**SUPPLIED TEXT**
• • • • •

# GDL Industries, inc. American Traveler TrailerT



## JhnHinc2365 (Jun 23, 2015)

Does anyone know where to find the ID for this type of trailer. It is 35' in length. There's a silver sticker on the side towards the front, but it has been torn off.  Wondering if there is another place for the ID or serial number.


----------



## krsmitty (Jun 24, 2015)

Possibly on a sticker inside one of the kitchen cabinets or on the TT door. Places I have seen them.


----------



## JhnHinc2365 (Jun 26, 2015)

My son bought this from a person up north of here.  No bill of sale.  Person did not have title either.  This is why I am looking for the ID.  There is a number stamped on the tongue of the hitch and a sticker on the side of the hitch ET&T Frames.  I called them and they told me they make the frames not the trailers.  He told me the places to look for the ID sticker. Found nothing.  The plaque on the side by the slider says GDL industries, IN.by  EPC, Elkhart, IN.


----------



## C Nash (Jun 26, 2015)

WOW no title and the serial number gone sure sounds fishy.  Does it have a Tag?  Might trace it thru tag num if it has one.  Have you asked the previous owner where he got it?  Do you know the year model.  Dont know what state you are in but some dont have titles for older models.  Let us know how it turns out.


----------



## JhnHinc2365 (Jun 27, 2015)

I questioned that myself. The stamp on the trailer tongue says the frame was built in 86.  I called a rep for that company. He told me that they built frames only not the actual trailer.  Still will be looking. Will let you know the outcome.  thank you.


----------

• • • • •

**SUPPLIED DATA**

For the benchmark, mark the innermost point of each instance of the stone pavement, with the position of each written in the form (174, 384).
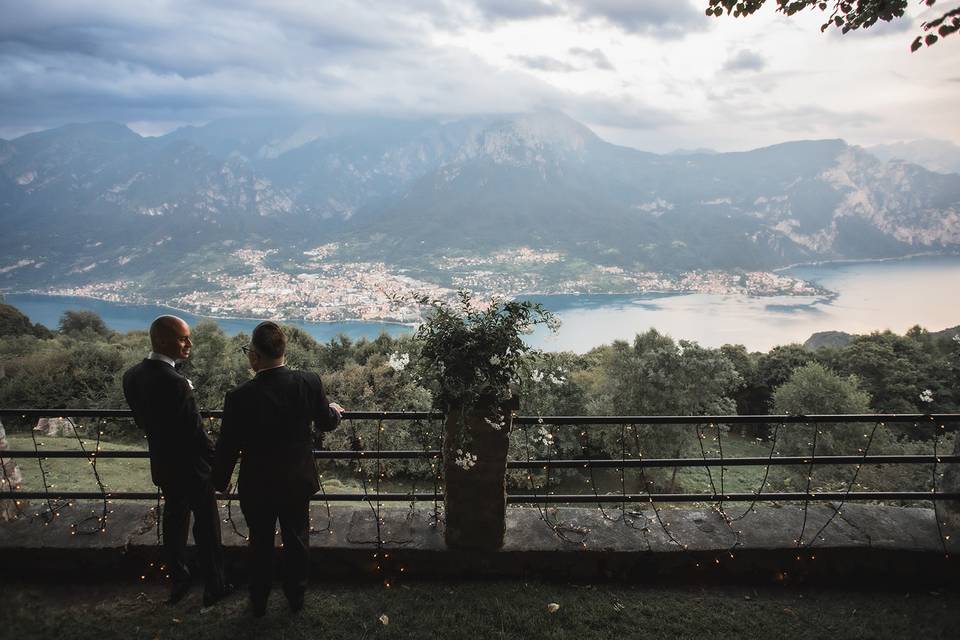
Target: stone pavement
(864, 543)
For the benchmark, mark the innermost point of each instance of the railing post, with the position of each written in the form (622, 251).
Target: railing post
(950, 509)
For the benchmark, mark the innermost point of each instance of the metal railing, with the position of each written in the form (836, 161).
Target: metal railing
(935, 422)
(349, 417)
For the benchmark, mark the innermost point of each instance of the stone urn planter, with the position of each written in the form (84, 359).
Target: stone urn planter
(474, 466)
(471, 356)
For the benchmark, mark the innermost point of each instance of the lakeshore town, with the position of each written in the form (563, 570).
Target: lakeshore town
(319, 288)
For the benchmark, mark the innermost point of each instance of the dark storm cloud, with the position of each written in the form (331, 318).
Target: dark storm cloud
(194, 61)
(744, 60)
(595, 56)
(622, 112)
(664, 19)
(516, 9)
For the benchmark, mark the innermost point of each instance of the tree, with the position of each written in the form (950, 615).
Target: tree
(657, 376)
(849, 15)
(15, 323)
(77, 322)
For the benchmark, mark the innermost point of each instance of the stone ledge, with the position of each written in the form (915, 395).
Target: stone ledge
(863, 543)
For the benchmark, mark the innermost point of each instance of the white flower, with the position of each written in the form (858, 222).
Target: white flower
(496, 426)
(545, 436)
(398, 361)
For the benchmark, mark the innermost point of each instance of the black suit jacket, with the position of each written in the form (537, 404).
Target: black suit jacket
(164, 406)
(267, 424)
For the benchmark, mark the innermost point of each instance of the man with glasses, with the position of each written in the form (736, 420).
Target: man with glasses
(268, 424)
(181, 453)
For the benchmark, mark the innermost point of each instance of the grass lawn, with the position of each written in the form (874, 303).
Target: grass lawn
(480, 609)
(75, 474)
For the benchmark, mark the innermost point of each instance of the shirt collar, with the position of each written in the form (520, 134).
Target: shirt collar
(162, 358)
(272, 368)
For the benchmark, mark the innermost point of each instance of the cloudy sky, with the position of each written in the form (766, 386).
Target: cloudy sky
(653, 74)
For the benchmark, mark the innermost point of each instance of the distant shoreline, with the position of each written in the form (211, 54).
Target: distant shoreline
(822, 263)
(208, 316)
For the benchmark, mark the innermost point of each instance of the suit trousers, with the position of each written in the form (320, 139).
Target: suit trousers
(198, 498)
(262, 514)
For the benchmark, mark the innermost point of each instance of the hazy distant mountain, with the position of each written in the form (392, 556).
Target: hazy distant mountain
(95, 202)
(934, 155)
(699, 151)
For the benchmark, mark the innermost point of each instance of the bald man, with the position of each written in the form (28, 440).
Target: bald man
(181, 453)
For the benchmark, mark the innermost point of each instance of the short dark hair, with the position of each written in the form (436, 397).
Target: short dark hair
(268, 339)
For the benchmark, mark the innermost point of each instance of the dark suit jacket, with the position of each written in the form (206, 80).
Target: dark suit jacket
(164, 406)
(267, 424)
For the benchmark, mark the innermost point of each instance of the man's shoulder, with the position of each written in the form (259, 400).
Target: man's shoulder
(242, 389)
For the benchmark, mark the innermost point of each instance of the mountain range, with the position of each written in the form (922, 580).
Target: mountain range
(93, 202)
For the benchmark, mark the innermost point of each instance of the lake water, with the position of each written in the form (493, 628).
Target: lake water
(871, 296)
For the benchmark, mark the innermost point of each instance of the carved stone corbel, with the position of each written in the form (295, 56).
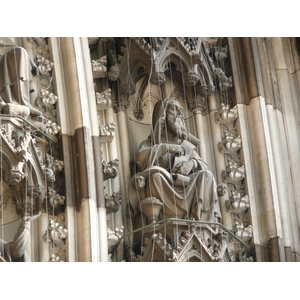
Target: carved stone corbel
(245, 234)
(237, 204)
(110, 169)
(158, 78)
(13, 177)
(191, 78)
(113, 73)
(107, 132)
(112, 203)
(55, 234)
(99, 67)
(53, 199)
(113, 237)
(45, 65)
(103, 99)
(34, 191)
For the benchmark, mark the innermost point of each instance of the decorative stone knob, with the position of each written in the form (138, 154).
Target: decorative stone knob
(151, 207)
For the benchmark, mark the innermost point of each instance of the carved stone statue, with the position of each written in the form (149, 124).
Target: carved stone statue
(15, 251)
(172, 174)
(16, 70)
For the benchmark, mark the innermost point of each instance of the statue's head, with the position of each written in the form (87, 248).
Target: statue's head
(175, 118)
(168, 115)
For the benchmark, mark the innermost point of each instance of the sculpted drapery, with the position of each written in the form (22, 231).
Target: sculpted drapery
(16, 70)
(172, 171)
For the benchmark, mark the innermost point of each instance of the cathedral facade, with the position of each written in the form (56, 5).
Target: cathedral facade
(150, 149)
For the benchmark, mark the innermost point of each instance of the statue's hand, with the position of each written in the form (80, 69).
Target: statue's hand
(177, 149)
(186, 167)
(32, 218)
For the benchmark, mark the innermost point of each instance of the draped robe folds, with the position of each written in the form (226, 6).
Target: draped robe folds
(196, 200)
(15, 79)
(15, 251)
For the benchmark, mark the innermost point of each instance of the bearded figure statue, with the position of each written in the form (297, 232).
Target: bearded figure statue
(16, 70)
(171, 170)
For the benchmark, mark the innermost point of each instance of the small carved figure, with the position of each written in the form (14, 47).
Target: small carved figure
(16, 70)
(15, 251)
(172, 170)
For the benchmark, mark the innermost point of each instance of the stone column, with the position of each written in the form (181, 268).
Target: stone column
(218, 157)
(197, 112)
(79, 136)
(259, 156)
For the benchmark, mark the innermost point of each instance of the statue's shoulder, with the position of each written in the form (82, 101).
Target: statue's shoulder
(145, 144)
(188, 144)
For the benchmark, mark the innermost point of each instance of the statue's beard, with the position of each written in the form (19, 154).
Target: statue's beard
(176, 124)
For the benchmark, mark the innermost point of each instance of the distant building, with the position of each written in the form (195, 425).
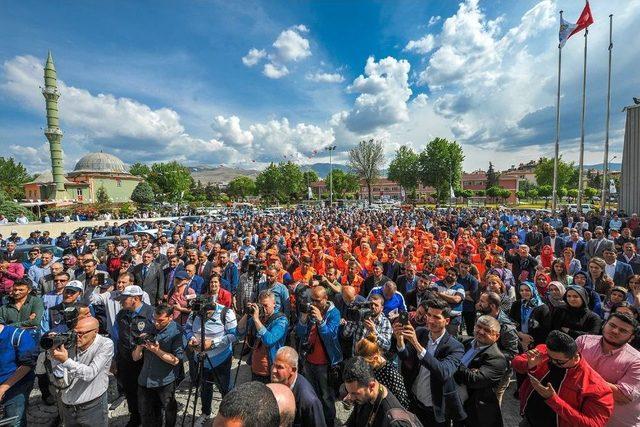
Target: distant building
(477, 180)
(93, 171)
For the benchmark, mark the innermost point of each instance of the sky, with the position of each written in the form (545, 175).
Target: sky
(245, 83)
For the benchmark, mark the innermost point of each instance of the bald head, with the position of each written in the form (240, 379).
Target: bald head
(286, 403)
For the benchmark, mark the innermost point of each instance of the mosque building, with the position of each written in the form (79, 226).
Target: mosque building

• • • • •

**YOUR INSTRUCTIONS**
Retype the whole forum thread about finding the ID number on a travel trailer, word for word and unchanged.

**ANSWER IN FULL**
# GDL Industries, inc. American Traveler TrailerT



## JhnHinc2365 (Jun 23, 2015)

Does anyone know where to find the ID for this type of trailer. It is 35' in length. There's a silver sticker on the side towards the front, but it has been torn off.  Wondering if there is another place for the ID or serial number.


----------



## krsmitty (Jun 24, 2015)

Possibly on a sticker inside one of the kitchen cabinets or on the TT door. Places I have seen them.


----------



## JhnHinc2365 (Jun 26, 2015)

My son bought this from a person up north of here.  No bill of sale.  Person did not have title either.  This is why I am looking for the ID.  There is a number stamped on the tongue of the hitch and a sticker on the side of the hitch ET&T Frames.  I called them and they told me they make the frames not the trailers.  He told me the places to look for the ID sticker. Found nothing.  The plaque on the side by the slider says GDL industries, IN.by  EPC, Elkhart, IN.


----------



## C Nash (Jun 26, 2015)

WOW no title and the serial number gone sure sounds fishy.  Does it have a Tag?  Might trace it thru tag num if it has one.  Have you asked the previous owner where he got it?  Do you know the year model.  Dont know what state you are in but some dont have titles for older models.  Let us know how it turns out.


----------



## JhnHinc2365 (Jun 27, 2015)

I questioned that myself. The stamp on the trailer tongue says the frame was built in 86.  I called a rep for that company. He told me that they built frames only not the actual trailer.  Still will be looking. Will let you know the outcome.  thank you.


----------